_Text shown:_
Dear Brian, Yes, there was great hope from emergence, and the expected results did not materialise. But was that because emergence was not adequately understood, or was it because emergence per se is limited. My instinct is that it is more the former than the latter.
Let us take the example of a termites nest, which is one of the highly cited examples on emergence in living systems. The wonderful order in large termites nests emerges not because there is leadership in the termites, but because termites leave pheromone trails when they move, can sense the pattern of movement that has happened earlier, and have ingrained responses to place mud in the act of nest building based on pheromone patterns that they recognise. Thus one can identify the conditions for emergence as: - High-synchrony and high-frequency physical interaction
- All actions and interactions leave traces
- There is an impulse toward pattern recognition in the traces.

_Written request A:_
Answer these questions from the letter on emergence:
(i) Does the writer's instinct favor inadequate understanding of emergence or limits of emergence itself as the reason results did not materialize?
(ii) What do termites leave when they move?
(iii) What is the last condition for emergence listed?
The records after this point have no connection to the letter on emergence.

_Provided material:_
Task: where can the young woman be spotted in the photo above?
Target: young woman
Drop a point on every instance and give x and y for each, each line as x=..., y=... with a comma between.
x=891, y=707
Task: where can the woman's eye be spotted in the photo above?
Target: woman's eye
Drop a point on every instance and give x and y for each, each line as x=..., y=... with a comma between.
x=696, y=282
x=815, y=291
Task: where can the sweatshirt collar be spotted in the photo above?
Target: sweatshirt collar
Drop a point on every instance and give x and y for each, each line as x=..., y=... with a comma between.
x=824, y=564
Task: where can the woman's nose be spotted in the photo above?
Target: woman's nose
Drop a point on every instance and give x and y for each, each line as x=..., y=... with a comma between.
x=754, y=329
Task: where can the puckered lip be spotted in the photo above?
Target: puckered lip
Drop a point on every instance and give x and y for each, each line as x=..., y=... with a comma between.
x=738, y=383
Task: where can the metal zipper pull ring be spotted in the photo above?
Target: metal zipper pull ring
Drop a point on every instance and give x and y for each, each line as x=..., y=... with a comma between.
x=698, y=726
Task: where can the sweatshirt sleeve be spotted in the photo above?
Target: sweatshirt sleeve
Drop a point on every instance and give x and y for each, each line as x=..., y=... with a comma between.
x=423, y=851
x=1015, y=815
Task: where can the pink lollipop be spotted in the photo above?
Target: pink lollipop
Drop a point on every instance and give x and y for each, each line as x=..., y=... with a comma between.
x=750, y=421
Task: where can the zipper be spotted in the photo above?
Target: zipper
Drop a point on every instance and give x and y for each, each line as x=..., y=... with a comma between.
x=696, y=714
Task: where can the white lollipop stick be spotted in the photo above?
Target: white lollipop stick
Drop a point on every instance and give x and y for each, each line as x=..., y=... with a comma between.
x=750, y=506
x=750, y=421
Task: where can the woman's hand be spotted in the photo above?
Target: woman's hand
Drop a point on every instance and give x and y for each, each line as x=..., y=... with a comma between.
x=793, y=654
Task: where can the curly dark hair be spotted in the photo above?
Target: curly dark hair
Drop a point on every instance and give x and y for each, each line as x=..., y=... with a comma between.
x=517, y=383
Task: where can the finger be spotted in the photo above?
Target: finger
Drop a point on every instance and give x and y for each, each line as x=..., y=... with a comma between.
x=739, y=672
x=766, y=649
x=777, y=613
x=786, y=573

_Written request B:_ In the records, change "pink lollipop" to "red lollipop" in the lines between the one holding "Task: where can the sweatshirt sleeve" and the one holding "x=696, y=714", inclusive, leaving all else unchanged. Return only those lines.

_Exercise solution A:_
(i) Inadequate understanding of emergence. The writer's instinct is that it is more the former than the latter.
(ii) Pheromone trails.
(iii) There is an impulse toward pattern recognition in the traces.

_Exercise solution B:_
Task: where can the sweatshirt sleeve be spotted in the photo above?
Target: sweatshirt sleeve
Drop a point on every instance and give x and y for each, each line as x=..., y=... with a comma between.
x=423, y=851
x=1015, y=815
Task: where can the red lollipop be spotted in the photo above?
Target: red lollipop
Drop a point on every instance and give x and y for each, each line as x=..., y=... with a comma between.
x=750, y=421
Task: where can the zipper be spotted in the photo above?
Target: zipper
Drop a point on every instance and give x and y for each, each line as x=..., y=... with a comma between.
x=696, y=714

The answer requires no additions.